Your task:
Copy exactly, please, each line of the data below until the line that contains "find saddle pad" has been copied, beginning at the top.

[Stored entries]
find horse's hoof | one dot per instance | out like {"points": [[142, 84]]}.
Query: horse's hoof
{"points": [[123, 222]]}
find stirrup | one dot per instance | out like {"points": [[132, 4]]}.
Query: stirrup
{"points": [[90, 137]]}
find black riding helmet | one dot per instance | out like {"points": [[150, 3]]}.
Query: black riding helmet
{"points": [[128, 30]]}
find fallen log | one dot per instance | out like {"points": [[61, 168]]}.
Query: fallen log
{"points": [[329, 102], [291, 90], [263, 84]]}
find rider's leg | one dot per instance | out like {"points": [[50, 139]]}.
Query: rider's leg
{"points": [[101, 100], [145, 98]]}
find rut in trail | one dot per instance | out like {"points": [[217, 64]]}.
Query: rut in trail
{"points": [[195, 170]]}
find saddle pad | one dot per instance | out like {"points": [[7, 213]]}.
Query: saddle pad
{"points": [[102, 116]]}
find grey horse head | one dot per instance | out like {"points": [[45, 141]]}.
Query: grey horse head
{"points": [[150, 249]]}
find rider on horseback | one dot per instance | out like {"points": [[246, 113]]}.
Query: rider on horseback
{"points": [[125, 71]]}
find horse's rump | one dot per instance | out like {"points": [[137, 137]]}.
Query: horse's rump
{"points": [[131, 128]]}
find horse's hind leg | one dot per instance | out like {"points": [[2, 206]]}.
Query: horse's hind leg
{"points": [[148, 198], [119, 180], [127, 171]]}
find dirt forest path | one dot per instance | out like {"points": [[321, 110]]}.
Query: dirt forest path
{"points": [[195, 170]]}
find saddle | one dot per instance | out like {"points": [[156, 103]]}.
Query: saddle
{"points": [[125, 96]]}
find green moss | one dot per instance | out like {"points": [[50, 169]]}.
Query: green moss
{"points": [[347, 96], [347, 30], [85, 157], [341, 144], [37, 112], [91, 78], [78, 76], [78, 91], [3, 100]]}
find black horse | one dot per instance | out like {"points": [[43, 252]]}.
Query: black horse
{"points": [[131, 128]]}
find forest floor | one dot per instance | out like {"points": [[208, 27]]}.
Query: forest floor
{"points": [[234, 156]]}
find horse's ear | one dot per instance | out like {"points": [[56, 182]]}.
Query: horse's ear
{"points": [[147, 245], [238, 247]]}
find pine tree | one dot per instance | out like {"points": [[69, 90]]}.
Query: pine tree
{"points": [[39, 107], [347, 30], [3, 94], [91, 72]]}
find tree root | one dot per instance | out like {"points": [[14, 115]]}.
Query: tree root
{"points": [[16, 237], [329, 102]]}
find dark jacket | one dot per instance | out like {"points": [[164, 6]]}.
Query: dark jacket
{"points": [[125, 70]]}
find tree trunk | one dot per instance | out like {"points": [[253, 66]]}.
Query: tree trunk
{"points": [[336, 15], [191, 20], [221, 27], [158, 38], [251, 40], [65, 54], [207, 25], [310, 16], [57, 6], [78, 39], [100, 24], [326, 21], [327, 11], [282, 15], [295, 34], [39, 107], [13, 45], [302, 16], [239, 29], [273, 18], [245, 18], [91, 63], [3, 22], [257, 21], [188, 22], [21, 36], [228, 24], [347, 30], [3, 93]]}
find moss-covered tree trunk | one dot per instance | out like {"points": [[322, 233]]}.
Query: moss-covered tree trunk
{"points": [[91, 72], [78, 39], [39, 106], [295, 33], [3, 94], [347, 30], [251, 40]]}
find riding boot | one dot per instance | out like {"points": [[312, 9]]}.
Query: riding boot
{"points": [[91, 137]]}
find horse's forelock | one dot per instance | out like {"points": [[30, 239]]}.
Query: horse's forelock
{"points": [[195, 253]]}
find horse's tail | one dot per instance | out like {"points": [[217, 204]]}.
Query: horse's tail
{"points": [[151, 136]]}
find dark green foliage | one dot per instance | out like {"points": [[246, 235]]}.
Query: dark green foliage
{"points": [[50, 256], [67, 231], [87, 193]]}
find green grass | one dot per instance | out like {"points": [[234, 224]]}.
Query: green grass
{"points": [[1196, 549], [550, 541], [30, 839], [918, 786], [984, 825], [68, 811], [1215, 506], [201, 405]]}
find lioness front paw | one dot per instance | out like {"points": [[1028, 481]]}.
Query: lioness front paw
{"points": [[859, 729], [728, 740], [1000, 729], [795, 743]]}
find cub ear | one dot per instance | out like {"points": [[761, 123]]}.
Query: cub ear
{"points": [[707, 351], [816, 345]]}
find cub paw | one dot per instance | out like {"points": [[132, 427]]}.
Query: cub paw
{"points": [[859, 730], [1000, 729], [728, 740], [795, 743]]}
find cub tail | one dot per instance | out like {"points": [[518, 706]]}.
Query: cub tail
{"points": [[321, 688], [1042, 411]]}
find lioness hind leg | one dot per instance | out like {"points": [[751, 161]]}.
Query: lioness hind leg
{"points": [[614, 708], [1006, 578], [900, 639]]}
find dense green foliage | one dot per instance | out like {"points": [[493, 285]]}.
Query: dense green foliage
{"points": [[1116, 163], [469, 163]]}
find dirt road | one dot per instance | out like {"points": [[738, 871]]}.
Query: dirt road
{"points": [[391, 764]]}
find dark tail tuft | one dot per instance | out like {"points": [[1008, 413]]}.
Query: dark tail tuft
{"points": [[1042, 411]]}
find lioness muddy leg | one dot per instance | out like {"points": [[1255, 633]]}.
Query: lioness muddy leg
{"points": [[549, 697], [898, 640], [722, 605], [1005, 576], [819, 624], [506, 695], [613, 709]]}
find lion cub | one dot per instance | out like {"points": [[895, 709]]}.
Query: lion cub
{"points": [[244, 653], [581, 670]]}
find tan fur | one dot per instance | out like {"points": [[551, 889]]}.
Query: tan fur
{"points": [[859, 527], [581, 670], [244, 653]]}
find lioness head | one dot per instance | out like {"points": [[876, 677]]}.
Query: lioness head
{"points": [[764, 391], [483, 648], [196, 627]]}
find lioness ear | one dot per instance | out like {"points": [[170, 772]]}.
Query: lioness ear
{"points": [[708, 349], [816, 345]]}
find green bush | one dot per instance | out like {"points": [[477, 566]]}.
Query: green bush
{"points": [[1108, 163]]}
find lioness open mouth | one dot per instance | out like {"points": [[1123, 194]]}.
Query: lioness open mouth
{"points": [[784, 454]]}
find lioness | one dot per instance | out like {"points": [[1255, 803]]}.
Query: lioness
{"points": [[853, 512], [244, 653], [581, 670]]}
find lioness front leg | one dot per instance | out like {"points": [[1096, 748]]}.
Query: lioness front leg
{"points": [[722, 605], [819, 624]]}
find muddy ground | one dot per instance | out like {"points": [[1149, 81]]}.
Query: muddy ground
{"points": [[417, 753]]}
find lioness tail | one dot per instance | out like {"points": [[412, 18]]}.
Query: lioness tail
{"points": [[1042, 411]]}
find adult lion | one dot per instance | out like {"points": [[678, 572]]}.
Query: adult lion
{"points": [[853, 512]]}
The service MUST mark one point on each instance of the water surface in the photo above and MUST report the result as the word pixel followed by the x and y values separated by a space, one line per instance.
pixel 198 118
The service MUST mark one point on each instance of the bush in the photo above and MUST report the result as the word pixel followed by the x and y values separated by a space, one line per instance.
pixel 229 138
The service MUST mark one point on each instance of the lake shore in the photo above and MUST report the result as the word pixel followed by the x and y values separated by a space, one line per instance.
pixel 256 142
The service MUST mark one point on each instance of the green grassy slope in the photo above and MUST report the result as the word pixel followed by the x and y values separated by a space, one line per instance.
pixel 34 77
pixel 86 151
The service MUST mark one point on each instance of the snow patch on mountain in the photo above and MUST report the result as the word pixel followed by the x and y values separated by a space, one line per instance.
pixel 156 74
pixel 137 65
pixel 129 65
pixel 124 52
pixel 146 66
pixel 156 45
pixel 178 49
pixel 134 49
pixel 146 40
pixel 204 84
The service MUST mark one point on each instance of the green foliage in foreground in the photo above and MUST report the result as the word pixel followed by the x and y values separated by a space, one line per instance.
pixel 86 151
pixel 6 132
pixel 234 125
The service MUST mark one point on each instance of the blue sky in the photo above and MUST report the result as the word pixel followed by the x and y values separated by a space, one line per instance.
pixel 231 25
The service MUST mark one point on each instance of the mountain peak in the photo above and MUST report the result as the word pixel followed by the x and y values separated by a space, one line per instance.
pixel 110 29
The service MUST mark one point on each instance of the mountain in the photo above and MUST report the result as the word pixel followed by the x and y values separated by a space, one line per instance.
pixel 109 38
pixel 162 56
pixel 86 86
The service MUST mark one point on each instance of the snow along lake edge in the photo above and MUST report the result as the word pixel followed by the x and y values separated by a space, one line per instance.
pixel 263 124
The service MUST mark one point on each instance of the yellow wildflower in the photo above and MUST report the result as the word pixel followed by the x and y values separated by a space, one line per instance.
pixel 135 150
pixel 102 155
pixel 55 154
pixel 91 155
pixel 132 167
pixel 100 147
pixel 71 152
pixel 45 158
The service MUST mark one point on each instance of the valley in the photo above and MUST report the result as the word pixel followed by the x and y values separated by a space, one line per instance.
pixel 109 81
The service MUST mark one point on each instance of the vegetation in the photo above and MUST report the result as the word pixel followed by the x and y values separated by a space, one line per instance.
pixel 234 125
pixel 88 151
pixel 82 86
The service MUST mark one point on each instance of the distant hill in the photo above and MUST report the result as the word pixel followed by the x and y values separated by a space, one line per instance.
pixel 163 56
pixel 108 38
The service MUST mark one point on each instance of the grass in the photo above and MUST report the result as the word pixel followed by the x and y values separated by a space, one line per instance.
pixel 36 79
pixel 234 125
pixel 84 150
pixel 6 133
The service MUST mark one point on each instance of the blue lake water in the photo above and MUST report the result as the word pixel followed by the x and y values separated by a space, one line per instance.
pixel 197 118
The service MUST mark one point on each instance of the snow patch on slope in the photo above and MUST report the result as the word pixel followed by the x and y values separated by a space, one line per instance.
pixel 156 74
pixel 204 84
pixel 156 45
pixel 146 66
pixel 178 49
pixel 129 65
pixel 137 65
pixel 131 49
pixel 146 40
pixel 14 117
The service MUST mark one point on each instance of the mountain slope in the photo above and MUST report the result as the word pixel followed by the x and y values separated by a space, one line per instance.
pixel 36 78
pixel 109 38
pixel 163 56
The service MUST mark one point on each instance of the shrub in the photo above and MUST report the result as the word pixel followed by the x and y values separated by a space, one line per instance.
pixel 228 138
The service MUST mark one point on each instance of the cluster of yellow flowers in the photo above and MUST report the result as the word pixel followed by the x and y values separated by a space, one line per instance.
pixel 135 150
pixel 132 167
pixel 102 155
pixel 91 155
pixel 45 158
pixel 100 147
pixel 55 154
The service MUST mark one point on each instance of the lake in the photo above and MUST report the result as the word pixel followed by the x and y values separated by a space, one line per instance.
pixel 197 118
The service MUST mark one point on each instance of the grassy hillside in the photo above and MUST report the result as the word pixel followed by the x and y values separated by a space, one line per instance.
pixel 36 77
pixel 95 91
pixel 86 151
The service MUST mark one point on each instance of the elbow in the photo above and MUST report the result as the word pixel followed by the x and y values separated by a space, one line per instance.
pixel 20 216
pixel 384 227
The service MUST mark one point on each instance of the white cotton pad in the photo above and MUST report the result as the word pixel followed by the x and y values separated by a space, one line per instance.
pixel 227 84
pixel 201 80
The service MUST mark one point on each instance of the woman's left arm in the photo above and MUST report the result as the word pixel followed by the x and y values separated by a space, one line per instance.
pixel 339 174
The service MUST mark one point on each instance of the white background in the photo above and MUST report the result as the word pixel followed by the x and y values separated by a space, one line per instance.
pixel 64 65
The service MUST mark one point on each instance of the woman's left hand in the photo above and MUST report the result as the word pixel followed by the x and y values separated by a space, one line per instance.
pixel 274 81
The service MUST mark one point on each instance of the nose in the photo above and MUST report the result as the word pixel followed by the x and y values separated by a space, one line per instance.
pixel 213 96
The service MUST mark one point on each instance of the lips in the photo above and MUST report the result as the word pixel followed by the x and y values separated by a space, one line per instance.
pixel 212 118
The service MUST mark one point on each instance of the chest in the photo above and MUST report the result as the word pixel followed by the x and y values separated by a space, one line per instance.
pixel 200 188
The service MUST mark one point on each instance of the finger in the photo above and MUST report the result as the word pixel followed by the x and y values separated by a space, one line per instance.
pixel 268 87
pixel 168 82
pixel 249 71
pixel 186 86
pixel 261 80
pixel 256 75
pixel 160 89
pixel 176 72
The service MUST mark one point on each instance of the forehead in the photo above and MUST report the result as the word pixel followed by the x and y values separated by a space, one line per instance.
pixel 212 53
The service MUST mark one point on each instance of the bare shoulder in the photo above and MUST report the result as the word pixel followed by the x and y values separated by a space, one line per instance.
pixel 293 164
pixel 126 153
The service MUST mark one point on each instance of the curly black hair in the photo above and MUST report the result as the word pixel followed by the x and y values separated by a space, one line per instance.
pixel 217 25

Answer section:
find horse's hoof | one dot per instance | out like {"points": [[142, 84]]}.
Query: horse's hoof
{"points": [[123, 222]]}
find stirrup | one dot per instance | out like {"points": [[132, 4]]}.
Query: stirrup
{"points": [[90, 137]]}
find black riding helmet | one dot per instance | out like {"points": [[150, 3]]}.
Query: black riding helmet
{"points": [[128, 30]]}
find fallen log | one dot per instance | out like {"points": [[61, 168]]}.
Query: fallen log
{"points": [[329, 102], [291, 90], [263, 84]]}
find rider's leg | one dot per instance | out like {"points": [[50, 139]]}.
Query: rider's leg
{"points": [[101, 100], [145, 98]]}
find rut in trail | one dot per instance | out like {"points": [[217, 64]]}.
Query: rut in trail
{"points": [[195, 170]]}
find saddle pad | one dot per instance | out like {"points": [[7, 213]]}.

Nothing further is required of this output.